In totaal bevolken twaalf lieden het Comité. Samen nemen zij in een klein jaar meer dan
tienduizend beslissingen.
Ter herdenking van de afschaffing van het koningschap op 10 augustus hield Robespierre een
redevoering op het Marsveld, waarin hij oproept om de revolutie te redden. In zijn ogen
hield dit in dat de bevolking op massale wijze zou moeten worden bewapend: de levée en
masse of conscriptie. De Conventie gaat hiermee enkele dagen later accoord. De eerste
levée en masse leverde een leger van een half miljoen soldaten op. Voor de economie
betekende deze conscriptie een aantal dwingende maatregelen om de materiaalvoorziening van
het leger op peil te houden. Toch was het Comité de Salut Public nauwelijks
opgewassen tegen de zich opstapelende moeilijkheden. En zo bereikte op 5 september de
Revolutie een laatste journée revolutionnaire, waarbij de arbeiders van Parijse Conventie
bezetten. Zij eisten een intern revolutionair leger, dat een einde moest maken aan alle
vijanden van de revolutie, verdachte individuen moest arresteren en graan moest opeisen in
de dorpen ten behoeve van de bevolking in Parijs. De Conventie ging er mee accoord een
legermacht op de been te brengen die aan deze voedsel eisen ging voldoen. De roep om aan
de economische vrijheden te peuteren werd niet gehonoreerd. Dantons voorstel om niet meer
dan twee keer per week bijeen te komen werd eveneens overgenomen, waarmee de macht van het
Comité de Salut public werd vergroot. Radicale leiders van de Sansculotten, de enragés Roux en Varlet, evenals Leclerc werden
uitgeschakeld. de eerste twee zelfs in de gevangenis gegooid. Leclerc mocht zijn krant
niet meer uitgeven. Het bondgenootschap tussen Jacobijnen en Sansculotten stond steeds
zwaarder onderdruk. De Sansculotten vormden een amalga van plebeïsche elementen, waarvan
sommige behoorden tot een overleefde productiewijze en andere juist een grote bloei
tegemoet konden zien. Toch bleven de Sansculotten nog grotendeels traditioneel denken over
de economische ordening. Het systeem van gilden had een grote invloed op hen gehad. De
Sansculotten raakten in conflict met de Jacobijnen op het moment dat zij egalitaire eisen
gingen stellen, die verder ging dan de bourgeois-revolutie van de Jacobijnen. De Conventie
hield zich niet alleen bezig met politieke en militaire zaken, maar ook met bv. onderwijs.

▸ **Getoonde gegevens**:
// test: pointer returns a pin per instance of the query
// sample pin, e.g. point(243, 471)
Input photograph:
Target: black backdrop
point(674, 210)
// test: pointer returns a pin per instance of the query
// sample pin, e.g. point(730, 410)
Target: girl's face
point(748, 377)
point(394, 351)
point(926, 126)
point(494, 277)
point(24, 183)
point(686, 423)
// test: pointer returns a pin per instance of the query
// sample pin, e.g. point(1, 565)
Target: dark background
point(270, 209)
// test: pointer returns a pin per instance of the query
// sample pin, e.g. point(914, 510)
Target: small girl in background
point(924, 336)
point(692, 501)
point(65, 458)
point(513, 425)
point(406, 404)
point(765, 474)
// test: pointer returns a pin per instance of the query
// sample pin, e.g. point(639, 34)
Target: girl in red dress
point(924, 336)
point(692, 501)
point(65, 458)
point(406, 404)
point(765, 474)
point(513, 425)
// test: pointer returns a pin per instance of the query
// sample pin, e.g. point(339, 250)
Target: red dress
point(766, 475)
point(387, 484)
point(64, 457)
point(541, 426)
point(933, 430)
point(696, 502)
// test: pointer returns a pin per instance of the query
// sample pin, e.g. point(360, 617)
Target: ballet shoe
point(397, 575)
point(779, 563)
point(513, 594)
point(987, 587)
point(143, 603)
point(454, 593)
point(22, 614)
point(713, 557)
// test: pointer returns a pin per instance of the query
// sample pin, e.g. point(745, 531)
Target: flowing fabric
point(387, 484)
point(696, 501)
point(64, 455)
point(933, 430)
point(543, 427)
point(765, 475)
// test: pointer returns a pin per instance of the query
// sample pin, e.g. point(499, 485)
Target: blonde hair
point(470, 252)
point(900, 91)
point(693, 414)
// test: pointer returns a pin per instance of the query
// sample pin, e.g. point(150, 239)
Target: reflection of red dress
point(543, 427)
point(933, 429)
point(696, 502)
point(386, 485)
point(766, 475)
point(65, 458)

▸ **Opdrachten**:
1 > Beantwoord over het tekstfragment de volgende vragen en markeer je antwoorden ook met (a), (b) en (c):
(a) Uit hoeveel mensen bestond het Comité?
(b) Hoe groot was het leger dat de eerste levée en masse opleverde?
(c) Wat mocht Leclerc niet langer doen?
2 > Vat het tekstfragment samen in twee zinnen.
3 > Zet het tekstfragment over de Conventie en de Sansculotten voort na de laatste zin.
De gegevens staan los van het tekstfragment en horen er niet bij.

▸ **Antwoorden**:
1 >
(a) Uit twaalf mensen.
(b) Een half miljoen soldaten.
(c) Zijn krant uitgeven.

2 > Op Robespierres oproep tot massale bewapening stemde de Conventie in met de levée en masse, die een leger van een half miljoen soldaten opleverde, maar het Comité de Salut Public was nauwelijks opgewassen tegen de zich opstapelende moeilijkheden. Na de laatste journée révolutionnaire van 5 september bracht de Conventie een legermacht op de been om aan de voedseleisen te voldoen, werden radicale leiders van de Sansculotten uitgeschakeld en kwam het bondgenootschap tussen Jacobijnen en Sansculotten steeds zwaarder onder druk.

3 >
Robespierre stelde o.a. voor om een systeem van leerplicht in te voeren, dat er toe zou
bijdragen dat de sociale verschillen zouden worden verkleind. Saint-Just zag dit alleen voor jongens, terwijl in
zijn ogen de meisjes in het ouderlijk huis een opleiding zouden moeten krijgen. Maar voor
zowel Robespierre als Saint-Just gold dat het staatsonderwijs zou moeten zijn.
Tussen november 1793 en juli 1794 probeerden de Jacobijnen een regeringsstelsel op te
bouwen dat gebaseerd was op een absolute uitleg van de ideeën van Rousseau's Contrat
Social. In de machtsstrijd wist Robespierre
Hébert en Danton aan de kant te zetten. Beide
werden met hun medestanders veroordeeld en
geëxecuteerd. Deze periode kende zowel successen aan het oorlogsfront als slachtpartijen
aan het thuisfront. Alleen al in Parijs werden 2600 personen naar de guillotine geleid.
Uiteindelijk worden de laatste aanhangers van Robespierre uit de Convention nationale
verwijderd op Thermidor (27-28 juli 1794). Vooral het stimuleren van een niet-Christelijke
religie: de Cultus van het Opper-Wezen, de radicale herverdeling van geconfisceerde
eigendommen en het afschaffen van de laatste belemmeringen voor onjuiste beschuldigingen
van politiek verraad, maakten aan het schrikbewind van de Jacobijnen een einde. Het Directoraat nam de macht over.